TASK STATEMENT: Turn every one of the items below into a numbered list, and leave out any blank lines.

• • • •

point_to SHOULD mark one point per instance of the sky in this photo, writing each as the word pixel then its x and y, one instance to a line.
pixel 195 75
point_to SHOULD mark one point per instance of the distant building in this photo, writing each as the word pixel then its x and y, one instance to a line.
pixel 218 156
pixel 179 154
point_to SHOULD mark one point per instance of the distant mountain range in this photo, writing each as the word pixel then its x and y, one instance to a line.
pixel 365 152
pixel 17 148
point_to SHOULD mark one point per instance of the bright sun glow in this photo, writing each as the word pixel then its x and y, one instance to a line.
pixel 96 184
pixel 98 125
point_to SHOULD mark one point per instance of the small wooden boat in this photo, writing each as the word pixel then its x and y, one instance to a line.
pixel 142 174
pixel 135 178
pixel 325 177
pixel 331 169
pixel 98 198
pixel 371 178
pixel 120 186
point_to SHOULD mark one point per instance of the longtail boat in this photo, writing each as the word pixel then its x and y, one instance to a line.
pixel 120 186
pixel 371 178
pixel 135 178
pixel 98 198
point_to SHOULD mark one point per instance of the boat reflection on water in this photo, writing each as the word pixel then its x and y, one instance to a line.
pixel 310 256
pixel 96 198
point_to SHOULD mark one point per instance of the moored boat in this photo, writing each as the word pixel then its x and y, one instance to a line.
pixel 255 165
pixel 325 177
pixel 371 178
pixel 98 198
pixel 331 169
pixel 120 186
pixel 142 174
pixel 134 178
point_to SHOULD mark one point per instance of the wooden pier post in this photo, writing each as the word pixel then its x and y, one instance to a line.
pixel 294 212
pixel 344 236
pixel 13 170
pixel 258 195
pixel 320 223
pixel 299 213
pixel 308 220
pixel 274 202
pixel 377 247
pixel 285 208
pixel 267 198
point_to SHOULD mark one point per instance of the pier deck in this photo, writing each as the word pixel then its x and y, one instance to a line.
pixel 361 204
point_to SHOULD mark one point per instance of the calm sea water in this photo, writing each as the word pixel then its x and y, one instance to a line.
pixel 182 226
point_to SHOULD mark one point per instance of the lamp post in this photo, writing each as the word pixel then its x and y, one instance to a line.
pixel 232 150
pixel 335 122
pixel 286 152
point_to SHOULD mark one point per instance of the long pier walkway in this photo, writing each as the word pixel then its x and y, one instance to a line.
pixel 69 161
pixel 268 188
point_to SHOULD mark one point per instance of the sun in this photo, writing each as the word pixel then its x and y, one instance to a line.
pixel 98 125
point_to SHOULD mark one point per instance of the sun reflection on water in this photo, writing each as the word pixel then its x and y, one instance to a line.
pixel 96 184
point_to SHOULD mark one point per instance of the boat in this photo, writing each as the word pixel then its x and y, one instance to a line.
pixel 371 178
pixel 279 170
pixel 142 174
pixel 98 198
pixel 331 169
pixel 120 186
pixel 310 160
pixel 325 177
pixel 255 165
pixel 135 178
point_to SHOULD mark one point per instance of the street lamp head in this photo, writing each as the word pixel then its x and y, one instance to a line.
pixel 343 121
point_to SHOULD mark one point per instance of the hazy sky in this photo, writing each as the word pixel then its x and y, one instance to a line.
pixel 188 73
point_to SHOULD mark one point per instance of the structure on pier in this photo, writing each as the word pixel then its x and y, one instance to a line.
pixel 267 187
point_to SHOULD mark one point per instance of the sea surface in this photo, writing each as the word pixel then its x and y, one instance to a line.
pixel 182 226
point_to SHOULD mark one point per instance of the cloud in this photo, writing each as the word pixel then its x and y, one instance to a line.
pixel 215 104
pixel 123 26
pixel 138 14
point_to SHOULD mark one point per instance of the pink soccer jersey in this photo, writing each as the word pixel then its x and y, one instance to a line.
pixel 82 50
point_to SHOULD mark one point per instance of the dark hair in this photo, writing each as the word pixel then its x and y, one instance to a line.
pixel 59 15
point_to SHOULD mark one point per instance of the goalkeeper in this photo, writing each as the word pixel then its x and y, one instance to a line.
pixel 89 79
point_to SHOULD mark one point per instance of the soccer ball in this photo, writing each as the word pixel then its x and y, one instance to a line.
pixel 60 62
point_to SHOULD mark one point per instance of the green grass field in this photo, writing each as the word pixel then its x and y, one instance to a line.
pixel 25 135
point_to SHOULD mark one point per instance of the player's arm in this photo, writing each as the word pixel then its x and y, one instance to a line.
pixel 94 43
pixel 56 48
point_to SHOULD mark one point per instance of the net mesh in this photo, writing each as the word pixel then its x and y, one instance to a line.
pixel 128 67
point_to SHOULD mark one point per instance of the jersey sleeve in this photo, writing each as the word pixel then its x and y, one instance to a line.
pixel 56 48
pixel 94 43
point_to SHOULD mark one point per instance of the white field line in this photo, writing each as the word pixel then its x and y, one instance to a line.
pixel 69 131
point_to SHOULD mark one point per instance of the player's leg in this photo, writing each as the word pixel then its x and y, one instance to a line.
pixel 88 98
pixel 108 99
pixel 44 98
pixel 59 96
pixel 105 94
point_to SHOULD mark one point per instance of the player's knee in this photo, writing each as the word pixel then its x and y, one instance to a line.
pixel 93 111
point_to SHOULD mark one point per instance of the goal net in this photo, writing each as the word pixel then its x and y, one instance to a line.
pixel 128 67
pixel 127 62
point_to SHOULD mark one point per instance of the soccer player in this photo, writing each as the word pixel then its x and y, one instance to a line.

• • • •

RESULT FOR THIS EXERCISE:
1. point_to SHOULD mark one point per instance of the sky in this photo, writing each as the word pixel then its x and y, one instance to a line.
2. pixel 195 75
3. point_to SHOULD mark one point per instance of the distant building in this photo, writing each as the word pixel then its x and y, one instance to a line.
4. pixel 218 156
5. pixel 179 154
6. point_to SHOULD mark one point per instance of the distant mountain range in this photo, writing each as the word pixel then its x and y, one instance to a line.
7. pixel 365 152
8. pixel 17 148
9. point_to SHOULD mark one point per instance of the bright sun glow in this photo, writing each as the word pixel then its x and y, one instance to a line.
10. pixel 96 184
11. pixel 98 125
12. point_to SHOULD mark one point per instance of the small wooden boat in this photo, writing each as the word pixel then its x and y, one instance to a line.
13. pixel 142 174
14. pixel 135 178
15. pixel 325 177
16. pixel 331 169
17. pixel 98 198
18. pixel 371 178
19. pixel 120 186
20. point_to SHOULD mark one point per instance of the longtail boat in this photo, writing each as the word pixel then its x and y, one instance to a line.
21. pixel 120 186
22. pixel 371 178
23. pixel 135 178
24. pixel 98 198
25. point_to SHOULD mark one point per instance of the boat reflection on water in this photo, writing each as the word pixel then its x and y, one instance to a line.
26. pixel 310 256
27. pixel 96 198
28. point_to SHOULD mark one point per instance of the moored boat in this photo, writing each as the word pixel then its x and y, one instance to a line.
29. pixel 255 165
30. pixel 325 177
31. pixel 371 178
32. pixel 98 198
33. pixel 331 169
34. pixel 120 186
35. pixel 142 174
36. pixel 134 178
37. point_to SHOULD mark one point per instance of the wooden pier post in this photo, writing each as the word pixel then its x and y, one instance to a line.
38. pixel 294 212
39. pixel 344 236
40. pixel 13 170
41. pixel 258 195
42. pixel 320 223
43. pixel 299 213
44. pixel 308 220
45. pixel 274 202
46. pixel 377 247
47. pixel 285 208
48. pixel 267 198
49. point_to SHOULD mark one point per instance of the pier deck in this photo, writing each as the word pixel then its x and y, one instance to a line.
50. pixel 361 204
51. point_to SHOULD mark one point per instance of the calm sea water in this photo, writing each as the word pixel then its x and y, one instance to a line.
52. pixel 182 226
53. point_to SHOULD mark one point per instance of the lamp post in this photo, writing each as the word pixel then its x and y, one instance to a line.
54. pixel 232 150
55. pixel 335 122
56. pixel 286 152
57. point_to SHOULD mark one point per instance of the long pier walkway in this photo, writing each as the word pixel then its x and y, one instance to a line.
58. pixel 69 161
59. pixel 268 188
60. point_to SHOULD mark one point per instance of the sun in this photo, writing each as the word pixel then its x and y, one instance to a line.
61. pixel 98 125
62. point_to SHOULD mark one point per instance of the sun reflection on water in this photo, writing each as the word pixel then its x and y, one instance to a line.
63. pixel 96 184
64. point_to SHOULD mark one point per instance of the boat in this photo, writing each as the word pixel then its x and y, one instance to a line.
65. pixel 371 178
66. pixel 279 170
67. pixel 142 174
68. pixel 98 198
69. pixel 331 169
70. pixel 120 186
71. pixel 310 160
72. pixel 325 177
73. pixel 255 165
74. pixel 135 178
75. point_to SHOULD mark one point per instance of the street lamp head in this photo, writing each as the word pixel then its x and y, one instance to a line.
76. pixel 343 121
77. point_to SHOULD mark one point per instance of the hazy sky in this photo, writing each as the word pixel then its x and y, one instance to a line.
78. pixel 188 73
79. point_to SHOULD mark one point per instance of the structure on pier in this photo, writing each as the word pixel then its x and y, one instance to a line.
80. pixel 267 187
81. point_to SHOULD mark one point per instance of the sea surface in this photo, writing each as the word pixel then its x and y, one instance to a line.
82. pixel 182 226
83. point_to SHOULD mark one point per instance of the cloud in this photo, writing each as the word pixel then its x and y, one instance to a line.
84. pixel 215 104
85. pixel 123 26
86. pixel 138 14
87. point_to SHOULD mark one point per instance of the pink soccer jersey in this photo, writing each as the word pixel then its x and y, one instance to a line.
88. pixel 82 50
89. point_to SHOULD mark one point per instance of the dark hair in this photo, writing each as the word pixel then its x and y, one instance to a line.
90. pixel 59 15
91. point_to SHOULD mark one point per instance of the goalkeeper in this photo, writing each as the word pixel then its x and y, one instance to a line.
92. pixel 89 79
93. point_to SHOULD mark one point per instance of the soccer ball in this photo, writing each as the word pixel then its x and y, one instance to a line.
94. pixel 60 62
95. point_to SHOULD mark one point per instance of the green grass field in this photo, writing each as the word pixel then its x and y, one instance to a line.
96. pixel 25 135
97. point_to SHOULD mark one point per instance of the player's arm in this photo, writing each as the word pixel then its x and y, one instance to a line.
98. pixel 94 43
99. pixel 56 48
100. point_to SHOULD mark one point per instance of the net mesh in this photo, writing each as the word pixel then its x and y, one instance to a line.
101. pixel 128 67
102. point_to SHOULD mark one point per instance of the jersey sleeve in this photo, writing each as the word pixel then its x and y, one instance to a line.
103. pixel 56 48
104. pixel 94 43
105. point_to SHOULD mark one point per instance of the white field line in this photo, writing each as the word pixel then its x and y, one instance to a line.
106. pixel 69 131
107. point_to SHOULD mark one point per instance of the player's leg in this photo, writing each as the word pixel then its x and y, one instance to a line.
108. pixel 88 98
109. pixel 108 99
110. pixel 44 98
111. pixel 59 96
112. pixel 105 94
113. point_to SHOULD mark one point per instance of the player's knee in this photo, writing each as the word pixel then its x and y, one instance to a line.
114. pixel 93 111
115. point_to SHOULD mark one point per instance of the goal net in this photo, writing each as the word pixel then its x and y, one instance to a line.
116. pixel 128 67
117. pixel 127 62
118. point_to SHOULD mark one point per instance of the soccer player in this photo, writing each as the word pixel then its x and y, one instance to a line.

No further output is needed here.